### Exercise task
Pick out every line of the data below that contains the string "instance", treating uppercase and lowercase letters as distinct.

····················

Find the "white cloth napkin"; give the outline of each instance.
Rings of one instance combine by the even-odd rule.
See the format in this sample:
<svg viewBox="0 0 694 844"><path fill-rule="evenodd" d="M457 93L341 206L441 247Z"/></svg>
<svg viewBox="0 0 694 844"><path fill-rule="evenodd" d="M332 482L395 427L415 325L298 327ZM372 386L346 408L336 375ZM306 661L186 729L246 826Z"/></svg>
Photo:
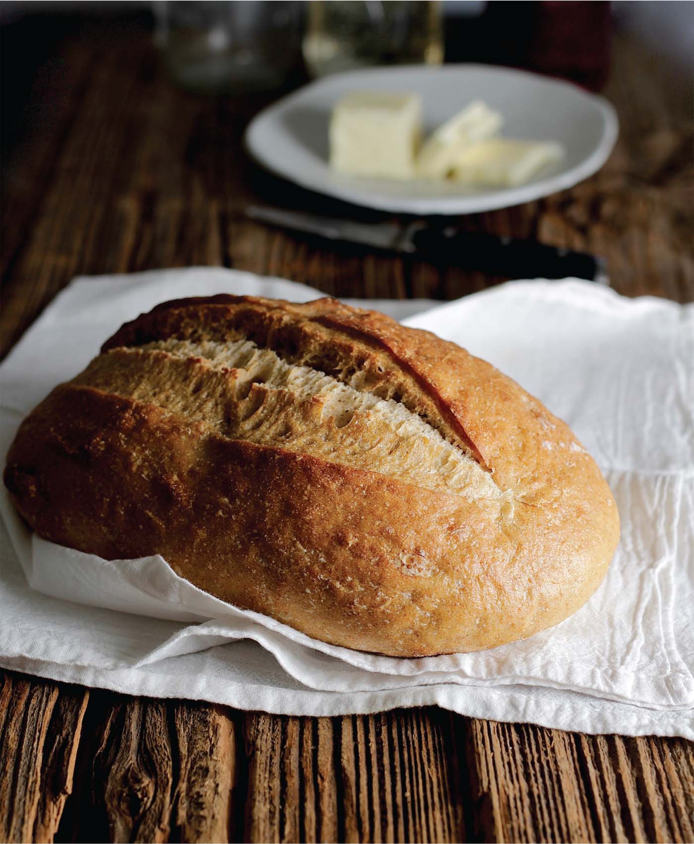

····················

### The reply
Find the "white cloth napkin"; give the outline of each instance.
Rings of one instance combine by the even-odd rule.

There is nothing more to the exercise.